PROBLEM STATEMENT |
Turn every line of the records below into a Markdown table with two columns, Row and Line. Number each row and leave out blank lines.

----- DATA EXCERPTS

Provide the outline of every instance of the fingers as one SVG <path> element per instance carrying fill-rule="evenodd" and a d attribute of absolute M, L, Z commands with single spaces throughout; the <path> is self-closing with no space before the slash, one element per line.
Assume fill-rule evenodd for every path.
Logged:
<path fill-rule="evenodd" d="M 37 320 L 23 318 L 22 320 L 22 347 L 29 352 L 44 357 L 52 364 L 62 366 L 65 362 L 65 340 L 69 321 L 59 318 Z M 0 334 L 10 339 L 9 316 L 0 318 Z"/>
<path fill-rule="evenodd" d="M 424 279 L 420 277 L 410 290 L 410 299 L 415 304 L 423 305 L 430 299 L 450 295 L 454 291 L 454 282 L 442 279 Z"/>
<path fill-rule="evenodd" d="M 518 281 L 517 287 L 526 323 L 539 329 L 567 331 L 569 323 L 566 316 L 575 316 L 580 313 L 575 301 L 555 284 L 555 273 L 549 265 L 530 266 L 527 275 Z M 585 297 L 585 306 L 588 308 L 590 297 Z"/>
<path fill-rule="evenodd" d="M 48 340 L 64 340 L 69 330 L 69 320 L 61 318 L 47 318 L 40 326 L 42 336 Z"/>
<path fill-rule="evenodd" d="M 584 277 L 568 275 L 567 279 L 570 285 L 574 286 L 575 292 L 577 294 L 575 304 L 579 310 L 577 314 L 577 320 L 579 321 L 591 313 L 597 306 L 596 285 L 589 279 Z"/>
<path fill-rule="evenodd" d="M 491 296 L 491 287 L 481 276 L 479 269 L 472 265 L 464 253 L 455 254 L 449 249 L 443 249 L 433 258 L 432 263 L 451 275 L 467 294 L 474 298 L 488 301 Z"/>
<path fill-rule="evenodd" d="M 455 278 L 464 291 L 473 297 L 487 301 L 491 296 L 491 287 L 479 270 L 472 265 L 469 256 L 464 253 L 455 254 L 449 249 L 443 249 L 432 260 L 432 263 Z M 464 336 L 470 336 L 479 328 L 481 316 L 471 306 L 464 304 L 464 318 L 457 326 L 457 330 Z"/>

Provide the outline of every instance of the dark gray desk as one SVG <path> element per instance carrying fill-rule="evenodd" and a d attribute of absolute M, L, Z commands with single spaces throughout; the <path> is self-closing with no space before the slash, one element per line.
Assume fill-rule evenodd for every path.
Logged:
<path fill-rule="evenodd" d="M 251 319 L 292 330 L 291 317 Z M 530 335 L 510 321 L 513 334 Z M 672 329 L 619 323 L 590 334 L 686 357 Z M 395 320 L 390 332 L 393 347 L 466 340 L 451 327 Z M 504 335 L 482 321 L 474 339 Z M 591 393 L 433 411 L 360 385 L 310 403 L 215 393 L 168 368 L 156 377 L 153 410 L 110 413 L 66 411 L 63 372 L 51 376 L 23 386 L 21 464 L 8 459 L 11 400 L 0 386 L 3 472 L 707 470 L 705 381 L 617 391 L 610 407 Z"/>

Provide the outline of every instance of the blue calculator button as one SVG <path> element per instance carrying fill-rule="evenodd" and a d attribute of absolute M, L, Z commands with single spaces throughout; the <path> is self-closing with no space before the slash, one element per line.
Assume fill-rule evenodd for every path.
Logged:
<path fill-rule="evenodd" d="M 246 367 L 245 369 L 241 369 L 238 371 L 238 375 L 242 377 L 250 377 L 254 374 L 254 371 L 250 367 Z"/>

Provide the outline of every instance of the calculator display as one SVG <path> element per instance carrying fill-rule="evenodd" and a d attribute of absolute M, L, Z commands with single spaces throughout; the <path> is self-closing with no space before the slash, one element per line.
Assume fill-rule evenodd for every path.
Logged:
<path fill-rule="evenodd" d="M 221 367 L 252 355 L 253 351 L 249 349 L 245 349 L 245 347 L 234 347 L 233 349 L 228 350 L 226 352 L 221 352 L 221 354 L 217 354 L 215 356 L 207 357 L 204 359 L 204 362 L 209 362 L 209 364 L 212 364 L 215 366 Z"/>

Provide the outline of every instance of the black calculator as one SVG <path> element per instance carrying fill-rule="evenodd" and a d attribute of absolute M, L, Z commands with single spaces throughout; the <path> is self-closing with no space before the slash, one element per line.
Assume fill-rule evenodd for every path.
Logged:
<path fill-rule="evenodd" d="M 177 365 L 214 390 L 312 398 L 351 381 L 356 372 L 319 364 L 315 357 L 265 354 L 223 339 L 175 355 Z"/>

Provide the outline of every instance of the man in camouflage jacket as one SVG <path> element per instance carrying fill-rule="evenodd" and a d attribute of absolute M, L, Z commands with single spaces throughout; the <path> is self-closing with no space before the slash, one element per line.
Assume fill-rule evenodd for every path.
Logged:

----------

COMPLETED TASK |
| Row | Line |
|---|---|
| 1 | Provide the outline of every instance of the fingers as one SVG <path> element per instance carrying fill-rule="evenodd" and a d attribute of absolute M, L, Z commands with single spaces throughout; the <path> is self-closing with no space before the slash, one element per line. |
| 2 | Assume fill-rule evenodd for every path. |
| 3 | Logged: |
| 4 | <path fill-rule="evenodd" d="M 37 320 L 23 318 L 22 320 L 22 347 L 29 352 L 44 357 L 52 364 L 62 366 L 65 362 L 65 340 L 69 321 L 59 318 Z M 0 334 L 10 339 L 9 316 L 0 318 Z"/> |
| 5 | <path fill-rule="evenodd" d="M 424 279 L 420 277 L 410 290 L 410 299 L 415 304 L 423 305 L 430 299 L 450 295 L 454 291 L 454 282 L 442 279 Z"/> |
| 6 | <path fill-rule="evenodd" d="M 518 281 L 517 287 L 526 323 L 539 329 L 567 331 L 569 323 L 566 316 L 575 316 L 580 313 L 575 301 L 555 284 L 555 273 L 549 265 L 530 266 L 527 275 Z M 585 297 L 585 306 L 588 308 L 590 297 Z"/> |
| 7 | <path fill-rule="evenodd" d="M 48 340 L 64 340 L 69 330 L 69 320 L 61 318 L 47 318 L 40 326 L 42 336 Z"/> |
| 8 | <path fill-rule="evenodd" d="M 584 277 L 568 275 L 567 279 L 570 285 L 574 286 L 575 292 L 577 294 L 575 304 L 579 310 L 577 314 L 577 320 L 579 321 L 591 313 L 597 306 L 596 285 L 589 279 Z"/> |
| 9 | <path fill-rule="evenodd" d="M 491 296 L 491 287 L 481 276 L 479 269 L 472 265 L 464 253 L 455 254 L 449 249 L 443 249 L 433 258 L 432 263 L 451 275 L 467 294 L 474 298 L 488 301 Z"/> |
| 10 | <path fill-rule="evenodd" d="M 455 278 L 464 291 L 473 297 L 487 301 L 491 296 L 491 287 L 479 270 L 472 265 L 469 256 L 464 253 L 455 254 L 449 249 L 443 249 L 432 260 L 432 263 Z M 464 336 L 470 336 L 479 328 L 481 316 L 471 306 L 464 304 L 464 318 L 457 326 L 457 330 Z"/> |
| 11 | Provide the outline of every instance of the dark gray desk as one SVG <path> element per instance carrying fill-rule="evenodd" and a d attribute of absolute M, L, Z commands with single spaces throughout; the <path> is self-closing with no space before the slash, one element per line. |
| 12 | Assume fill-rule evenodd for every path. |
| 13 | Logged: |
| 14 | <path fill-rule="evenodd" d="M 251 319 L 292 330 L 291 317 Z M 530 335 L 510 321 L 513 334 Z M 672 329 L 619 323 L 590 334 L 686 357 Z M 395 320 L 390 332 L 393 347 L 466 340 L 451 327 Z M 504 335 L 482 321 L 474 339 Z M 591 393 L 433 411 L 360 385 L 310 403 L 215 393 L 168 368 L 156 377 L 153 410 L 110 413 L 66 411 L 63 372 L 51 376 L 23 386 L 21 464 L 8 459 L 11 400 L 0 386 L 3 472 L 707 470 L 705 381 L 617 391 L 610 407 Z"/> |
| 15 | Provide the outline of every instance of the blue calculator button as one SVG <path> element per instance carrying fill-rule="evenodd" and a d attribute of absolute M, L, Z commands with single spaces throughout; the <path> is self-closing with no space before the slash, one element per line. |
| 16 | Assume fill-rule evenodd for every path. |
| 17 | Logged: |
| 18 | <path fill-rule="evenodd" d="M 246 367 L 245 369 L 241 369 L 238 371 L 238 375 L 242 377 L 250 377 L 254 374 L 254 371 L 250 367 Z"/> |
| 19 | Provide the outline of every instance of the calculator display as one SVG <path> element per instance carrying fill-rule="evenodd" and a d attribute of absolute M, L, Z commands with single spaces throughout; the <path> is self-closing with no space before the slash, one element per line. |
| 20 | Assume fill-rule evenodd for every path. |
| 21 | Logged: |
| 22 | <path fill-rule="evenodd" d="M 221 367 L 252 355 L 253 351 L 249 349 L 245 349 L 245 347 L 234 347 L 233 349 L 228 350 L 226 352 L 221 352 L 221 354 L 217 354 L 215 356 L 207 357 L 204 359 L 204 362 L 209 362 L 209 364 L 212 364 L 215 366 Z"/> |
| 23 | Provide the outline of every instance of the black calculator as one SVG <path> element per instance carrying fill-rule="evenodd" and a d attribute of absolute M, L, Z commands with single spaces throughout; the <path> is self-closing with no space before the slash, one element per line. |
| 24 | Assume fill-rule evenodd for every path. |
| 25 | Logged: |
| 26 | <path fill-rule="evenodd" d="M 177 365 L 214 390 L 312 398 L 351 381 L 356 372 L 319 364 L 315 357 L 265 354 L 223 339 L 175 355 Z"/> |
| 27 | Provide the outline of every instance of the man in camouflage jacket as one SVG <path> element per instance carrying fill-rule="evenodd" and a d attribute of absolute M, L, Z commands with single spaces throughout; the <path> is self-closing with no space before the slash, one element per line. |
| 28 | Assume fill-rule evenodd for every path. |
| 29 | Logged: |